## Task objective
Print exactly the lines below between the line holding "Task: study the photo below" and the line holding "Target: american goldfinch", inclusive, and nothing more.

━━━ Source data ━━━

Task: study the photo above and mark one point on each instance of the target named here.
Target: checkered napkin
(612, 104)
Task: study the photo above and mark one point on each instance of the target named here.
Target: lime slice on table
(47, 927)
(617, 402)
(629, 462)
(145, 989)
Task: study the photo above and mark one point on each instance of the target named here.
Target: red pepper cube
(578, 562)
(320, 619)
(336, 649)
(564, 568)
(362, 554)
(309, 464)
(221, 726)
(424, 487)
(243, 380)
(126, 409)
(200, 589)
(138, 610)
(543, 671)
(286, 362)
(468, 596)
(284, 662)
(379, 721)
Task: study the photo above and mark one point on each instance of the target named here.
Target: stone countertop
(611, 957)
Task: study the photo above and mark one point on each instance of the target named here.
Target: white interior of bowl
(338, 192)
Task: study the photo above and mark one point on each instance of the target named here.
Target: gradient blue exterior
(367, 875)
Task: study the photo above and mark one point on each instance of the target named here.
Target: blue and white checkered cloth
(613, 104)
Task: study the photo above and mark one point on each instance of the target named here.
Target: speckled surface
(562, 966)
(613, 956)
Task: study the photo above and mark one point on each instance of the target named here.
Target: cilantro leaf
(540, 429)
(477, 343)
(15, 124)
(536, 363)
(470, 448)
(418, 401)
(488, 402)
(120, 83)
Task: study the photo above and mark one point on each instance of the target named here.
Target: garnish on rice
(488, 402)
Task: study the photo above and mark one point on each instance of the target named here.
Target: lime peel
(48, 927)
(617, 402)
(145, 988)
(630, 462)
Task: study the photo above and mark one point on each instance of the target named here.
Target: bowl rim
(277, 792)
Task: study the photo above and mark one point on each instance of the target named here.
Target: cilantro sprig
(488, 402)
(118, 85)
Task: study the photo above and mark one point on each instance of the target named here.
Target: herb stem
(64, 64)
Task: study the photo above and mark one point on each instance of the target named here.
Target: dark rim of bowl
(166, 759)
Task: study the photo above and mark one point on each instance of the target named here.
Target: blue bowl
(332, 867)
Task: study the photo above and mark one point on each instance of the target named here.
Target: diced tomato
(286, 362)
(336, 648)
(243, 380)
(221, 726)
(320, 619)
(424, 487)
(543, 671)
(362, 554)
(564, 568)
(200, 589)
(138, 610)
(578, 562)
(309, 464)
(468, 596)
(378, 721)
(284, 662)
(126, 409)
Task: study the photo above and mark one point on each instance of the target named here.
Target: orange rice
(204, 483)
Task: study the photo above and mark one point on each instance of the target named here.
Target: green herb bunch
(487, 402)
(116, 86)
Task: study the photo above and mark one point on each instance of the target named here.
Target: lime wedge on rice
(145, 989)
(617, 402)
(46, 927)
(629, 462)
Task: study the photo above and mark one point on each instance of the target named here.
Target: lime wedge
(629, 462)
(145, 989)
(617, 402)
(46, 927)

━━━
━━━ Source data ━━━

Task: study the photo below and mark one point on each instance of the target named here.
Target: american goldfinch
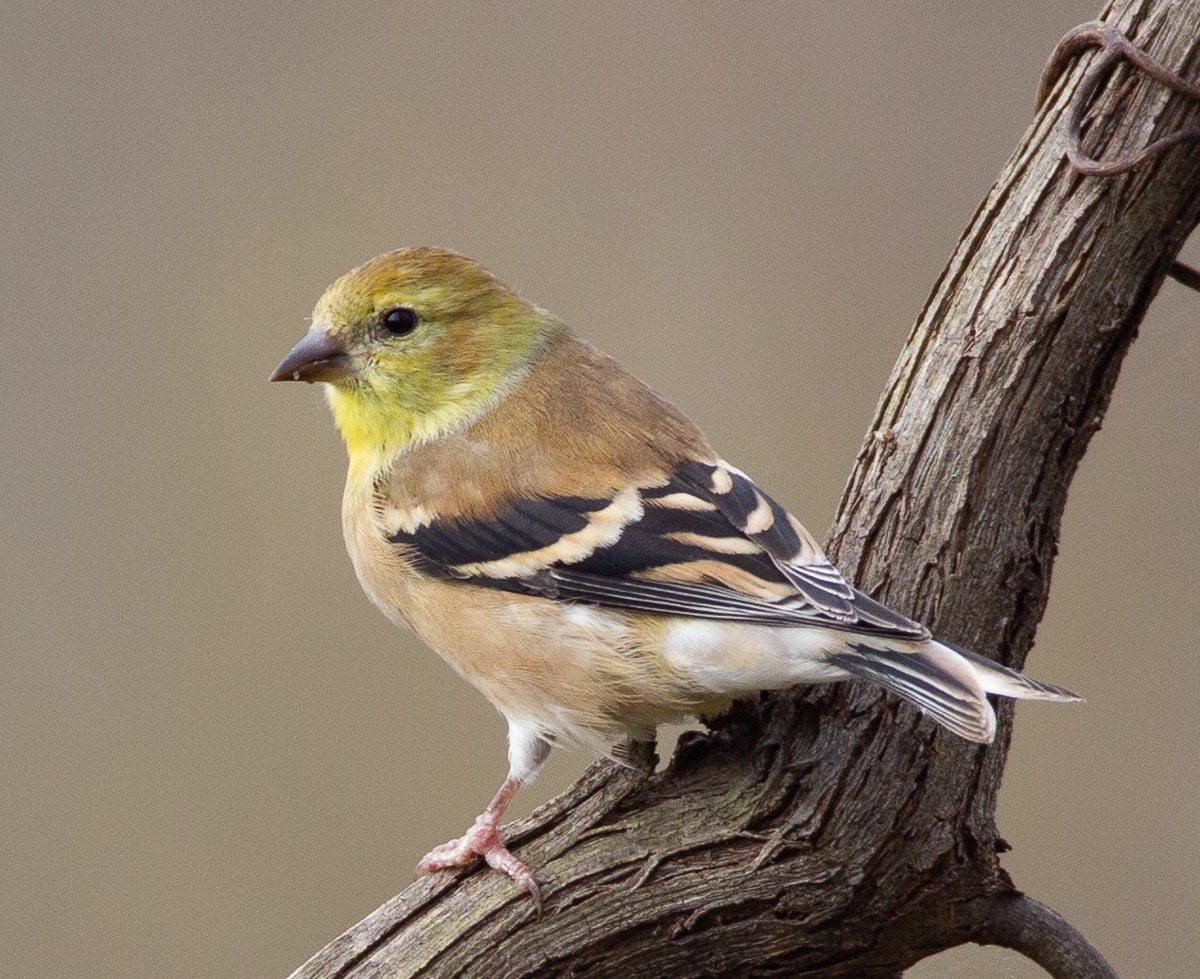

━━━

## Exercise response
Task: study the photo below and mark one point on each instance of the target named here.
Target: american goldfinch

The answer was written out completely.